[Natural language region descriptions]
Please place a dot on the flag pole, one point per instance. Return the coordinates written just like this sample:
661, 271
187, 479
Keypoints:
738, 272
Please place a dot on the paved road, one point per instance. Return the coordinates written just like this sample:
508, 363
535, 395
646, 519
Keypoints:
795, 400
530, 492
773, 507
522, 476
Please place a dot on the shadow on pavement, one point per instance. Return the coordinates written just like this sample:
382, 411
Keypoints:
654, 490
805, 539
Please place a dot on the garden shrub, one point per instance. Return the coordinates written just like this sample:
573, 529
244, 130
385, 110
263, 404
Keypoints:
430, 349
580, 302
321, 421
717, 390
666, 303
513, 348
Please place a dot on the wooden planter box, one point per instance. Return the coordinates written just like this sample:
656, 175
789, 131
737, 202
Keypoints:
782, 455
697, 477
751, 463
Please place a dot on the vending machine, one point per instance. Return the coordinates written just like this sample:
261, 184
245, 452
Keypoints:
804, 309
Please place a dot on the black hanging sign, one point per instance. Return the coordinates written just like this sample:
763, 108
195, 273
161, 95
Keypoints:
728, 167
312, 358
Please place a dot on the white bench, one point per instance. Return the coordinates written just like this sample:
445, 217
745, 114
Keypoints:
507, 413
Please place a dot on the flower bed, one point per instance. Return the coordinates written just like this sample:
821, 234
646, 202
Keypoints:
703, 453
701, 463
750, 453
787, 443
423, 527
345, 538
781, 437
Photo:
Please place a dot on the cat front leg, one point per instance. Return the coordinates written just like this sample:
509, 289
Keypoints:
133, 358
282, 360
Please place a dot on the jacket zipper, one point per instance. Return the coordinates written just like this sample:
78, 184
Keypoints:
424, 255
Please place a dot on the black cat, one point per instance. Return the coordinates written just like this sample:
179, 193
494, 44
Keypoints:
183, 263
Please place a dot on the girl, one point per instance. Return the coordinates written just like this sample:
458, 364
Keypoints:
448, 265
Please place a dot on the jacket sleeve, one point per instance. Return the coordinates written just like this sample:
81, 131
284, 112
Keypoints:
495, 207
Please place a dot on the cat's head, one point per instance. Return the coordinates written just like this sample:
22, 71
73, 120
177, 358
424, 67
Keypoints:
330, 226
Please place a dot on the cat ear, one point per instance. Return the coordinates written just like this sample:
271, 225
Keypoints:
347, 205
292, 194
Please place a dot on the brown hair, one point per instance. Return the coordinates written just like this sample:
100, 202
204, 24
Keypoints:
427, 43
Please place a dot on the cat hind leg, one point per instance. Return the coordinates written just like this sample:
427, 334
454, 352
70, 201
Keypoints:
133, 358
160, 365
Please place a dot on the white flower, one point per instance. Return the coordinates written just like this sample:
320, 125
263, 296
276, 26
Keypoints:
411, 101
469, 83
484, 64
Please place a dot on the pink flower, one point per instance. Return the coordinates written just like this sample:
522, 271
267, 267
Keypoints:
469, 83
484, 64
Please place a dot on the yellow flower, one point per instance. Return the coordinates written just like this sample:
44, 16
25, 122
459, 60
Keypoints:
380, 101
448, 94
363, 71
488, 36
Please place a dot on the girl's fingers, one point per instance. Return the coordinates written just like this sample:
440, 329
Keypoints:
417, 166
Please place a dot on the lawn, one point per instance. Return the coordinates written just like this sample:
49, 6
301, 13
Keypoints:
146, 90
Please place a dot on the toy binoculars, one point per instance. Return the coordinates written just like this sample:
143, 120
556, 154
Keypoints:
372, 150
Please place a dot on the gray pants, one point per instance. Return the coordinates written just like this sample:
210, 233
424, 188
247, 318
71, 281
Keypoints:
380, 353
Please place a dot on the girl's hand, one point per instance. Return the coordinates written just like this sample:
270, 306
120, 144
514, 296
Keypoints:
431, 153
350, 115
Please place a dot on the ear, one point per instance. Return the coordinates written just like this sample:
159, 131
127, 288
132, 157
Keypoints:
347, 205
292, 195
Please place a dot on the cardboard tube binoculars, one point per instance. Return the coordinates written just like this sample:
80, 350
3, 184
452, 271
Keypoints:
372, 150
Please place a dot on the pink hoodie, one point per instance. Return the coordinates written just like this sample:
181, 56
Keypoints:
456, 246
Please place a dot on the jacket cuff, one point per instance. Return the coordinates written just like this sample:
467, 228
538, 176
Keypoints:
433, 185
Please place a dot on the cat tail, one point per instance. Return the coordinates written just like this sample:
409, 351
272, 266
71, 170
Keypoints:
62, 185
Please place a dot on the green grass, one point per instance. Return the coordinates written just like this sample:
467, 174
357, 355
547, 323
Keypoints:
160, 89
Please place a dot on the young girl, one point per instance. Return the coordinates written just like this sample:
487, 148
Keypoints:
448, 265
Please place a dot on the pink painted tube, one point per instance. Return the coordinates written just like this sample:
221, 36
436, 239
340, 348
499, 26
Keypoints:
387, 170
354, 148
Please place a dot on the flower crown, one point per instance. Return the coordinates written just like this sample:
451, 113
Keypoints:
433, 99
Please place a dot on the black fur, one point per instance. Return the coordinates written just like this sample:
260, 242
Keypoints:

● **TASK DETAILS**
Set down every entry exactly as it appears.

● **WRITTEN REPLY**
Please place a dot on the flag pole, one point per instance. Return the coordinates written just like this sample:
661, 271
187, 479
Keypoints:
738, 272
Please place a dot on the paved road, one point per instance. Return the coordinates written just like this sample:
508, 363
535, 395
646, 519
Keypoints:
795, 400
530, 492
773, 507
522, 476
Please place a dot on the shadow on pavement, one point per instance. Return the coordinates written just like this sample:
382, 411
Keypoints:
654, 490
805, 539
Please place a dot on the garden shrub, one point per instance. Return the coordinates written just like this sample:
573, 529
244, 130
385, 110
263, 404
Keypoints:
430, 349
580, 302
321, 421
717, 390
666, 303
513, 348
Please place a dot on the wooden planter box, one point per instance. Return the coordinates written just like this sample:
656, 175
789, 131
737, 202
Keypoints:
782, 455
697, 477
751, 463
Please place a dot on the vending machine, one point per instance. Return the coordinates written just like this sample:
261, 184
245, 452
Keypoints:
804, 309
Please place a dot on the black hanging sign, one point per instance. Return the coordinates written just like this sample:
763, 108
195, 273
161, 95
Keypoints:
728, 167
312, 358
Please place a dot on the white bench, one point per instance. Return the coordinates written just like this sample:
445, 217
745, 114
Keypoints:
507, 413
Please place a dot on the flower bed, one point per instance. Return the coordinates written just like this sample:
821, 234
646, 202
Keypoints:
703, 453
701, 463
750, 453
787, 443
423, 527
345, 538
781, 437
Photo:
Please place a dot on the cat front leg, one point per instance. Return the coordinates written just like this sample:
509, 289
Keypoints:
133, 358
282, 360
Please place a dot on the jacket zipper, one point per instance. Return the coordinates written just like this sample:
78, 184
Keypoints:
424, 255
Please place a dot on the black cat, one point per instance. Return the coordinates written just like this sample:
179, 193
494, 44
Keypoints:
183, 263
Please place a dot on the girl, one point per instance. Return the coordinates written just like this sample:
458, 364
Keypoints:
448, 265
Please place a dot on the jacket sleeve, one point per instance. Return the coordinates written just like this sample:
81, 131
284, 112
Keypoints:
495, 207
Please place a dot on the cat's head, one point per instance. Return the coordinates written just like this sample:
22, 71
73, 120
177, 358
424, 67
Keypoints:
330, 226
Please place a dot on the cat ear, one point per instance. Return the coordinates written just like this sample:
271, 225
Keypoints:
347, 205
292, 194
Please place a dot on the brown hair, one point per instance. Return the coordinates written just like this sample:
100, 202
204, 24
Keypoints:
427, 43
Please place a dot on the cat hind leg, one point per instance. Return the coordinates written just like this sample:
427, 334
454, 352
70, 201
Keypoints:
133, 358
160, 365
Please place a dot on the white flower, one point per instance. Return the coordinates written just like this sample:
320, 125
263, 296
276, 26
Keypoints:
411, 101
469, 83
484, 64
Please place a dot on the pink flower, one point per instance. Return the coordinates written just like this sample:
522, 271
267, 267
Keypoints:
469, 83
484, 64
Please place a dot on the yellow flower, one point per instance. Return the coordinates written just like this sample:
44, 16
25, 122
459, 60
Keypoints:
380, 101
448, 94
363, 71
488, 36
Please place a dot on the girl's fingers, one point per instance. Return the coordinates written just like this sample:
440, 329
Keypoints:
417, 166
Please place a dot on the lawn, one point per instance. Return the coordinates written just like this sample:
49, 6
301, 13
Keypoints:
146, 90
Please place a dot on the toy binoculars, one point per instance. Return the coordinates written just like this sample:
143, 120
556, 154
Keypoints:
372, 150
Please place a dot on the gray pants, one point per instance. Return the coordinates written just like this sample:
210, 233
424, 188
247, 318
71, 281
Keypoints:
380, 353
Please place a dot on the girl's hand, one point per instance. Return the coordinates written just like this sample:
270, 306
120, 144
514, 296
Keypoints:
431, 153
350, 115
Please place a dot on the ear, one point per instance. Return the coordinates written just like this sample:
159, 131
127, 288
132, 157
Keypoints:
347, 205
292, 195
Please place a dot on the cardboard tube binoculars, one point per instance. Return the coordinates written just like this sample:
80, 350
3, 184
452, 271
Keypoints:
372, 150
Please place a dot on the pink hoodie, one point per instance. Return the coordinates written just like this sample:
181, 56
Keypoints:
456, 246
Please place a dot on the jacket cuff, one point per instance. Return the coordinates written just like this sample:
467, 228
538, 176
Keypoints:
433, 185
Please place a dot on the cat tail, one point per instance. Return the coordinates written just like this sample:
409, 351
272, 266
71, 170
Keypoints:
62, 185
Please place a dot on the green grass, one point per instance. Return the coordinates written just like this sample:
467, 174
357, 355
547, 323
Keypoints:
160, 89
Please place a dot on the young girl, one point per instance. Return the coordinates written just like this sample:
487, 148
Keypoints:
448, 265
Please place a dot on the pink painted tube, one point per instance. Return the coordinates written just like this sample:
221, 36
436, 239
340, 348
499, 26
Keypoints:
387, 170
354, 148
Please place a dot on the flower crown, one point per instance. Return the coordinates written just like this sample:
451, 113
Keypoints:
433, 99
Please place a dot on the black fur, one point per instance. Return the coordinates written just like this sample:
260, 242
Keypoints:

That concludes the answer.